---- Отрывок из источника

Ил. 25. Крупный план печати. Кадр из х/ф «Нетерпимость», 1916. Режиссер Дэвид Уорк Гриффит, оператор Г. В. Битцер
В этом пункте мы сталкиваемся с трудностью различения иероглифики как фигуры самоопределения фильма и процесса иероглифической фигурации, имеющей свои особенности в текстуальной активности фильма. Это различие мерцающее, потому не в последнюю очередь необходимо отследить риторику самоопределения, которая проявляет себя по мере чтения «Нетерпимости» как один из ее очевидных месседжей. С одной стороны, иероглифическая аналогия служит как стартовая точка «стратегической рефлективности», своего рода главный троп, призванный сгруппировать разнородные текстуальные элементы[420]. С другой стороны, поскольку это самоопределение ступает на зыбкую почву письма, оно отдает себя на милость той же риторики, призванной консолидировать и стабилизировать. Как метафора текстуальной активности фильма иероглиф присоединяется к другим образам, которые одновременно порождают и искажают фильмический текст.
Один из таких образов-фигур — Женщина, качающая колыбель, — по слову Линдсея, является «ключевым иероглифом» фильма[421]. Но эта картина также репрезентирует иероглифическую конфигурацию в смысле, который придают ей Адорно и Хоркхаймер, то есть маркирует важное различие между притязанием на иконическую самоочевидность, прозрачность и универсальность и неустранимой текстуальной разнородностью, дизъюнкцией, которая делает ее местом порождения множественных и разноречивых значений. Кроме того, кадр с колыбелью возвращает нас к вписыванию женственности, наблюдаемой в организации взгляда и сексуальных обертонов нарративной власти. Таким образом, он ставит вопросы психосексуального сценария, воплощенного в «Нетерпимости», и психологических мотивов его текстуальных отклонений.
9. Загадки материнства
Если вы это пробовали, то сначала горько,
потом солоно, потом щиплет язык.

--------
---- Записанные сведения

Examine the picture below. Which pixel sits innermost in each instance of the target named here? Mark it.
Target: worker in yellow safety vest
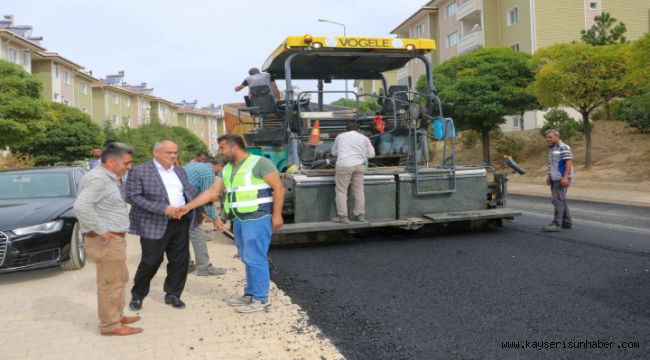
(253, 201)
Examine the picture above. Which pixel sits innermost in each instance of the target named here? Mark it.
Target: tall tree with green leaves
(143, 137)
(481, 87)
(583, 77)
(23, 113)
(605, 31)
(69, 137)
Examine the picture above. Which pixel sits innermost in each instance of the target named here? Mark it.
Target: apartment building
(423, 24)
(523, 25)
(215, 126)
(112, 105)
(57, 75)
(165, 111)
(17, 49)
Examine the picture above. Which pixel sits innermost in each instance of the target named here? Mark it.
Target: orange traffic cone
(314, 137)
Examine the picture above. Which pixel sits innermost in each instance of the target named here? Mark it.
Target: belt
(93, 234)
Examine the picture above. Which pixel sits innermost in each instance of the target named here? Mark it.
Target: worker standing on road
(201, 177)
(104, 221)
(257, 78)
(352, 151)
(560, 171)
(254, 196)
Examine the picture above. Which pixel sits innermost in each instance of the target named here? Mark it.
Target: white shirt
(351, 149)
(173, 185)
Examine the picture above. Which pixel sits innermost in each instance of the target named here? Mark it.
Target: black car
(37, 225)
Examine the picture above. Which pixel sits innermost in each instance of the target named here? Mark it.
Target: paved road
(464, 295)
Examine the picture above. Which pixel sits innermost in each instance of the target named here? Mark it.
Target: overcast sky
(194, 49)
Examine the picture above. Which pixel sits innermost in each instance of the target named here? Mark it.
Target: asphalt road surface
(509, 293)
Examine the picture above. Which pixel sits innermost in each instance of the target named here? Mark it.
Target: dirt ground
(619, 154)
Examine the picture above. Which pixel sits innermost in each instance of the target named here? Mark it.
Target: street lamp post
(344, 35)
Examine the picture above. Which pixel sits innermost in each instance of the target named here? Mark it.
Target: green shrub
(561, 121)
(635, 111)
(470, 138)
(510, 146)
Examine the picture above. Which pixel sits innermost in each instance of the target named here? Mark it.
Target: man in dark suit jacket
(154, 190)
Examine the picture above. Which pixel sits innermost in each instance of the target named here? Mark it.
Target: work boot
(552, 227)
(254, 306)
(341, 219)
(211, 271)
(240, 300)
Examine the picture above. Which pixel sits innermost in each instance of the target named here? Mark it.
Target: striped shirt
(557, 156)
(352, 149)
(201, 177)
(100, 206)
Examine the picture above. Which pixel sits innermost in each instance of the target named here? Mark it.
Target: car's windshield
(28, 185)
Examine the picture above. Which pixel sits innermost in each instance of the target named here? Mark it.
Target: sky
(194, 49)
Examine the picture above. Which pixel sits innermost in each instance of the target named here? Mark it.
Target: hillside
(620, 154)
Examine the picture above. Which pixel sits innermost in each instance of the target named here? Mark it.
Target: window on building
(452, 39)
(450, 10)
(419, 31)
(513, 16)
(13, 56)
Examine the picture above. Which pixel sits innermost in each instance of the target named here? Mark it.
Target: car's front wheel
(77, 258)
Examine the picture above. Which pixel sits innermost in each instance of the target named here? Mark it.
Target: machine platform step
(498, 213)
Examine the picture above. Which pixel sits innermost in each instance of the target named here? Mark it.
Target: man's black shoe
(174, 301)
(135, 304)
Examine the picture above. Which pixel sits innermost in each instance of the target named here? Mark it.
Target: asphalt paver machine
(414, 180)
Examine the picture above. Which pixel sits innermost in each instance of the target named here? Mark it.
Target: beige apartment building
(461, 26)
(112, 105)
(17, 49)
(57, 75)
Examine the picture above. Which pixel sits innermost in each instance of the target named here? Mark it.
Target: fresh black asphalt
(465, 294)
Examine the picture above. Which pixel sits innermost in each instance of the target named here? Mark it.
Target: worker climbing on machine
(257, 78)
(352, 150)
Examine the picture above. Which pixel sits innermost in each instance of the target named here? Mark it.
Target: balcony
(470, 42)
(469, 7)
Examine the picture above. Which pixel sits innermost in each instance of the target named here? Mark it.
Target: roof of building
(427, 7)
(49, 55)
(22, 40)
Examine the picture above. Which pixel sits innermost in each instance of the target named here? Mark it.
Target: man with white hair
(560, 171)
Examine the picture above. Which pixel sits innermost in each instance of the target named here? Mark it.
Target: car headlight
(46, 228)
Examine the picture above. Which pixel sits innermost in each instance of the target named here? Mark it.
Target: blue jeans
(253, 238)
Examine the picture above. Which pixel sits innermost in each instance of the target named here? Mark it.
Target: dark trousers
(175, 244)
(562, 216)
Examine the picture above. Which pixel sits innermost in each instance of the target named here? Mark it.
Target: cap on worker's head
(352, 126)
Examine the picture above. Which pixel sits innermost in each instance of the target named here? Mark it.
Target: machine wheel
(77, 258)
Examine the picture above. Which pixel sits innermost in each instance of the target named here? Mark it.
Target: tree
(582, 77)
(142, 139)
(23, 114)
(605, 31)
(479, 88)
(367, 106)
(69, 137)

--------
---- Записанные сведения

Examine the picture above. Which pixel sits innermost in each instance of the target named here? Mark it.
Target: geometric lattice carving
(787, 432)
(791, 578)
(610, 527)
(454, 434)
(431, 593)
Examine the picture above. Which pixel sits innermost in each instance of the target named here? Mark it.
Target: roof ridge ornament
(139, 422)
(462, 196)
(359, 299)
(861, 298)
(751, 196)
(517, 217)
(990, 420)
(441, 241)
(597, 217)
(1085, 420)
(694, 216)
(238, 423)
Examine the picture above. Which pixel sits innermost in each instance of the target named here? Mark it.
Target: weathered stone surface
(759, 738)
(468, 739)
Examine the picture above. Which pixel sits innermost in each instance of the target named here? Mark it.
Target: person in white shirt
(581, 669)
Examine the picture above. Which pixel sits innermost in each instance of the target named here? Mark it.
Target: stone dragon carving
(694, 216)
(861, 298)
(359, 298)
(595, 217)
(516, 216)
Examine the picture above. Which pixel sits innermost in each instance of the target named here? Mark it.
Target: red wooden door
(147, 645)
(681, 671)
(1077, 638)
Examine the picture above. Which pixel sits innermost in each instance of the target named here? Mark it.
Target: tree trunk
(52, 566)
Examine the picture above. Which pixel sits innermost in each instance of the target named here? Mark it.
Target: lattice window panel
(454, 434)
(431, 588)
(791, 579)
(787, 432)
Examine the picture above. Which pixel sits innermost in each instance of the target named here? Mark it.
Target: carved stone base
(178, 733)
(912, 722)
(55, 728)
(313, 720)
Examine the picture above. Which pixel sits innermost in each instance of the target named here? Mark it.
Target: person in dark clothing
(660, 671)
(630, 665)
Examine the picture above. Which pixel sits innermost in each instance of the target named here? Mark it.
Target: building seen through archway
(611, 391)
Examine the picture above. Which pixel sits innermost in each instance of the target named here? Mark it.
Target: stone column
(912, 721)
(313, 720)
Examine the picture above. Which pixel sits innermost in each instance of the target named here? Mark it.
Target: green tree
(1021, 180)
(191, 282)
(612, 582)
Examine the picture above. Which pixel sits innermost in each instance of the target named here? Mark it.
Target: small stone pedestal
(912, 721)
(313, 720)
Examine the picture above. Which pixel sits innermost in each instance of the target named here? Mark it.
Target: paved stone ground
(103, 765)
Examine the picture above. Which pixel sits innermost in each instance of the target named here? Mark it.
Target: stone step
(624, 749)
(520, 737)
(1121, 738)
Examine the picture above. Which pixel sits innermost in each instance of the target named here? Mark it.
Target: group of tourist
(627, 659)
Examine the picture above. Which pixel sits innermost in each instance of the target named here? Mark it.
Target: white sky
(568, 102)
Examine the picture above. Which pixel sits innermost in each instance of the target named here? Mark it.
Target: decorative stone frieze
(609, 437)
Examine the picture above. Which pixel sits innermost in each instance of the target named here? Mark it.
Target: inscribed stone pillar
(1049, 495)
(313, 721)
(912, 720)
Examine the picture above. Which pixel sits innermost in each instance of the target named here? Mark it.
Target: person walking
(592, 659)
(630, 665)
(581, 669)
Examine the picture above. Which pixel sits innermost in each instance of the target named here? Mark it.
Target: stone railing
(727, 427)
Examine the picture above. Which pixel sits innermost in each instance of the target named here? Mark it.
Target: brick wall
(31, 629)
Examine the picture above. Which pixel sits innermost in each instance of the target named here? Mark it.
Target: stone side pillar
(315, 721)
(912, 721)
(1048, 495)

--------

■ **Что сделать**
(a) Назовите всех людей, упомянутых по имени или фамилии в отрывке о фильме «Нетерпимость».
(b) Продолжите отрывок о фильме «Нетерпимость» после его последней строки.

■ **Результаты**
(a) Дэвид Уорк Гриффит, Г. В. Битцер, Линдсей, Адорно, Хоркхаймер

(b)
Это похоже на знание. Темное, соленое,
ясное, волнующее, абсолютно свободное,
извергаемое из холодного жерла мира,
извлеченное из скалистых отрогов гор,
всегда в движении, и летящее —
потому что оно исторично.
Изображением Женщины, качающей колыбель, свободно заимствованным из Уитмена, «Нетерпимость» создает образ, по-видимому, не затронутый сексуальной или текстуальной двойственностью, — универсально человечный, знакомый, материнский, почти матриархальный образ. Как противовес историческому движению к катастрофе, этот образ неподвижен в пространстве и времени: он не имеет диегетической референции ни в одном из четырех нарративов. С выигрышной позиции вне и над историей кадр с колыбелью априори притязает на статус порождающего символа, привязанного к метафизической истине, которая призвана сцеплять фильм в единое целое, придавать упорядоченность и единство его разнородным и распадающимся значениям. Однако в своей навязчивой повторяемости, в своей позиционной и композиционной сверхдетерминированности этот кадр фрагментирует сам дискурс, чью последовательность и прозрачность он опровергает. Таким образом, он становится фокусом саморефлексивности, которая не только разваливает фильм, но и предлагает альтернативные констелляции, где он может читаться.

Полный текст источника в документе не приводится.